Article by Gail Hewitt

Why go? Palma de Mallorca is the capital of the Balearic Island of Mallorca, full of historic sights, places to eat, or just to watch the world go by – a truly captivating city.

When to go? The months of May to September are really the best times to visit Palma, although the month of June, early July and September seem to be the busiest [late July and August can be extremely hot in the city, and therefore people tend to avoid these weeks].

Getting there: Son Sant Joan – Palma de Mallorca’s International airport – is approximately 11km east of the city and there is a highways linking the two which runs parallel to the coast. For a mere 20 euros, you will be able to make the quick trip from the airport to the centre of Palma de Mallorca.

Spend the morning: Begin the day at Cappuccinos which can be found on the Paseo Maritimo. A freshly squeezed orange juice, café con leche, and a toasted cheese and ham sandwich under a large umbrella shading you from the early morning sun will set you up nicely before wandering the old town lanes and courtyards. Take a stroll along Passeig d’es Born which is one of Palma’s most beautiful corners and is one of the cities main promenades, forming the heart of the city. The appearance of the buildings and narrow lanes are the main appeal, and there is always a shady area in which to rest and take in the atmosphere.

Have lunch at: If a typical tapas bar is what you are after, then look no further than Patxi. This small restaurant can be found at the Plaza Pont. You may not be tempted in from the exterior appearance of this restaurant, but once inside you are spoiled for choice from the menu of tapas. For a more hearty lunch, you can dine in the restaurant at the back, although after a few tapas and canas [small beers] you are ready to tackle the afternoon ahead.

Spend the afternoon: Nobody will argue that a trip to this city is incomplete without visiting the Cathedral [La Seu in Catalan] which is one of the most imposing buildings in the city and is one of the most treasured Gothic structures of the Balearic Islands. It’s worth reading up about the history of the Cathedral before you go, but on your checklist should be to see the giant rose window – the largest of the seven windows found in the cathedral with 1,200 pieces of stained glass. Also the Baldachin which is a ceremonial canopy of lights, and a multi-coloured crucifix suspended about the main alter which is the creation of Gaudi, and the Trinity Chapel which contains the tombs of the Mallorcan kings – Jaume II and III.

**Material supplied**:
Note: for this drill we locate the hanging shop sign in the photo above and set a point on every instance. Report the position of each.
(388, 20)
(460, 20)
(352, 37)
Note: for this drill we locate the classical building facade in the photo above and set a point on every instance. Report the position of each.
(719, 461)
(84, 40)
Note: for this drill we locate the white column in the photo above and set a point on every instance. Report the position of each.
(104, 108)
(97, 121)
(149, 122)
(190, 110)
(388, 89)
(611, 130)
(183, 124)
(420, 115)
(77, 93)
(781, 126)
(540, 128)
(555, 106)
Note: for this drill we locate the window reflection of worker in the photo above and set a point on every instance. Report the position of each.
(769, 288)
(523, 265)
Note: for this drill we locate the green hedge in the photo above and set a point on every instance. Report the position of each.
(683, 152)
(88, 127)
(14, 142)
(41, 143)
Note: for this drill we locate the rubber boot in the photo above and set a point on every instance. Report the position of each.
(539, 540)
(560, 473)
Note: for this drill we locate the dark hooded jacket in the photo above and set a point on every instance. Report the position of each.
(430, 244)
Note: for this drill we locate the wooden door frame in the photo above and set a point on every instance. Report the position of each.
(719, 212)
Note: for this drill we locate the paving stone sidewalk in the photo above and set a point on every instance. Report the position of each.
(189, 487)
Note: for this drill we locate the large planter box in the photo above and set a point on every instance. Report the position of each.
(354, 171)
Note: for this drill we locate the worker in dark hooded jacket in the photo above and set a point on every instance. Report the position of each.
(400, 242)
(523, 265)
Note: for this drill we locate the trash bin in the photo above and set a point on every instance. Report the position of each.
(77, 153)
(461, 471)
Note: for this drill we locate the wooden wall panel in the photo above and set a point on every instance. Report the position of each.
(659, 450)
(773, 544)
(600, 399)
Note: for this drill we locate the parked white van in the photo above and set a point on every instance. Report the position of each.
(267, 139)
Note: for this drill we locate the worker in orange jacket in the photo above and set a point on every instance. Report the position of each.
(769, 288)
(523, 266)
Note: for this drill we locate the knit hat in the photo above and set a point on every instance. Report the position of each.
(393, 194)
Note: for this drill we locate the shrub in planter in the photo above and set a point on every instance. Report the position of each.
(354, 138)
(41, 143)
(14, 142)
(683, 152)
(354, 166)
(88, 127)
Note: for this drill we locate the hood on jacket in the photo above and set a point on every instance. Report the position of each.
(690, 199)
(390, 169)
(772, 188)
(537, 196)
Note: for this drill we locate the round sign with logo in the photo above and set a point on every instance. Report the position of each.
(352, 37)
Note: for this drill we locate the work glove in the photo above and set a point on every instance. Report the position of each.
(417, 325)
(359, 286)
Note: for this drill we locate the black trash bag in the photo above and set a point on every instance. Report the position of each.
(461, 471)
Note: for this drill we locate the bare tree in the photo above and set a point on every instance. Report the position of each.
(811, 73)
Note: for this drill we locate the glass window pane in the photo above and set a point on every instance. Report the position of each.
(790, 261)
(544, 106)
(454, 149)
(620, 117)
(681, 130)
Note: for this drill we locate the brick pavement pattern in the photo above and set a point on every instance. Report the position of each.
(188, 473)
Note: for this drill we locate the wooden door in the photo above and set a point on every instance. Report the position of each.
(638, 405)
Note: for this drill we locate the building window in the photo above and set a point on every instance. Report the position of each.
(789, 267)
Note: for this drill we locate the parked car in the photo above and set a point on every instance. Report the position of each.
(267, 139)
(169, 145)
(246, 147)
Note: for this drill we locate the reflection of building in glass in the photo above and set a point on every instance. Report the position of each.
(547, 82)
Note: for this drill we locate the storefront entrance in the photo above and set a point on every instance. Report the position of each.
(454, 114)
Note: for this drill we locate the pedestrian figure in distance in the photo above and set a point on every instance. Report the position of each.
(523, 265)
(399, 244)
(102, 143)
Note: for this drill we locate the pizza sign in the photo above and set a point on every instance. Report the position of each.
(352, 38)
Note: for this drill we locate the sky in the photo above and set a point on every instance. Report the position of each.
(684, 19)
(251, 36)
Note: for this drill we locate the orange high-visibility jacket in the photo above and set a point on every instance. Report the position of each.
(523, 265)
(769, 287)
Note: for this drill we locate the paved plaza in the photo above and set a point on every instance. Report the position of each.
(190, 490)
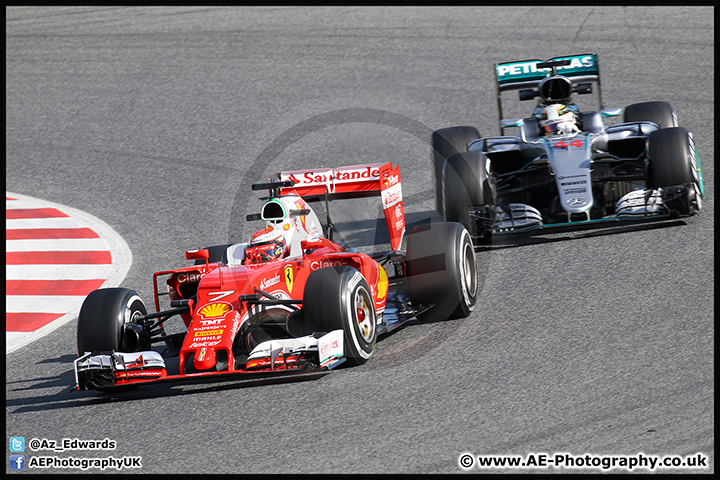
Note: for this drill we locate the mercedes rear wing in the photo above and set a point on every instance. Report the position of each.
(347, 182)
(525, 75)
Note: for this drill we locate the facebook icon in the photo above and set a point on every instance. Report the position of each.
(17, 444)
(17, 462)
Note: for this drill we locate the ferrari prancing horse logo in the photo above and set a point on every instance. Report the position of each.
(289, 277)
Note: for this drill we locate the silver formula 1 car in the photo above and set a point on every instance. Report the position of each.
(565, 167)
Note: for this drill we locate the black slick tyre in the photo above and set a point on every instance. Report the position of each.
(445, 142)
(465, 184)
(657, 112)
(441, 270)
(339, 298)
(102, 319)
(673, 166)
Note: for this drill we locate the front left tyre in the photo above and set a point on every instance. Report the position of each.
(673, 166)
(445, 142)
(106, 319)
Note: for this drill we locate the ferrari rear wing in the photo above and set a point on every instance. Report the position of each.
(348, 182)
(525, 75)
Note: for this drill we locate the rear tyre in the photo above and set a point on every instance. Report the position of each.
(657, 112)
(445, 142)
(441, 270)
(103, 318)
(339, 298)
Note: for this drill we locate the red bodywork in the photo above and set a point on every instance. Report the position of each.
(219, 311)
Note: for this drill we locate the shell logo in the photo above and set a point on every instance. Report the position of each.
(215, 309)
(382, 282)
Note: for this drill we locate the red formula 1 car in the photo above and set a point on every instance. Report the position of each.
(290, 300)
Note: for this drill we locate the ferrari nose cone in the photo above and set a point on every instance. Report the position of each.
(205, 358)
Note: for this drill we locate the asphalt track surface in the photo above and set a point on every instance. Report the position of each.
(156, 120)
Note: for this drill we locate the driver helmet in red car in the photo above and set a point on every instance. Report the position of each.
(266, 245)
(558, 119)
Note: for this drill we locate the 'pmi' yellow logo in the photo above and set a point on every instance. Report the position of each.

**Directive A**: From the Palma de Mallorca article, reproduce the passage from "Spend the afternoon: Nobody" to "II and III." word for word.
**Directive B**: Give every heading that opens a paragraph in the Palma de Mallorca article, in order.
**Directive C**: Extend the Palma de Mallorca article with the next part, starting right after its final sentence.

**Exercise answer A**:
Spend the afternoon: Nobody will argue that a trip to this city is incomplete without visiting the Cathedral [La Seu in Catalan] which is one of the most imposing buildings in the city and is one of the most treasured Gothic structures of the Balearic Islands. It’s worth reading up about the history of the Cathedral before you go, but on your checklist should be to see the giant rose window – the largest of the seven windows found in the cathedral with 1,200 pieces of stained glass. Also the Baldachin which is a ceremonial canopy of lights, and a multi-coloured crucifix suspended about the main alter which is the creation of Gaudi, and the Trinity Chapel which contains the tombs of the Mallorcan kings – Jaume II and III.

**Exercise answer B**:
Why go?
When to go?
Getting there
Spend the morning
Have lunch at
Spend the afternoon

**Exercise answer C**:
Dine out at: La Cueva in the old town – just a small restaurant so you might miss it from the outside. However, inside you are greeted by stone walls and floors so it is lovely a cool making it a welcome break from the evening heat. Typically Spanish cuising is listed on the extensive menu and the wine list is equally impressive. Try their Spanish omelette, pimientos de pardon, garlic prawns, manchego in oil and especially their jamon Iberico pata negra – complemented with a Mallorca wine from Binissalem – AN2 Anima Negra.

Stay up late at: There are endless places to spend the evening. The pavements are lined with bars and restaurants although one of the more popular places is Plaza Llotja which is lined with fish restaurants and romantically lit bars. A “must-see” is Abaco in the old town – one of Mallorca’s most impressive bars and within 100m of the Plaza Llotja. Abaco is an old manor house which is adorned with flowers and fruit [be sure to look in every room when you go in – especially the small terrace where you can sit and enjoy a drink]…. Be careful as drinks can be expensive at around 12 euros each drink and unfortunately photos are not allowed. Take a leisurely stroll along the Paseo Maritimo [away from the Cathedral] and you will come across La Bodeguita del Medio – where you can sample mojitos and dance the night away to salsa music. It’s a tight squeeze but the atmosphere more than makes up for it.

So after your first day in Palma de Mallorca, you will feel quite exhausted. However, after a good night’s rest you will be ready to find more hidden secrets that this magical Spanish city has to offer.

About the Author

Gail writes articles and works for Corona Holidays who specialise in Balearic Islands holidays and holidays to Mallorca at http://www.coronaholidays.co.uk/travellerguides/mallorca.asp. For hotels, apartments, villas and flights, just contact us. Bookings are financially protected via our ATOL Licence and TTA Membership so you can book with confidence.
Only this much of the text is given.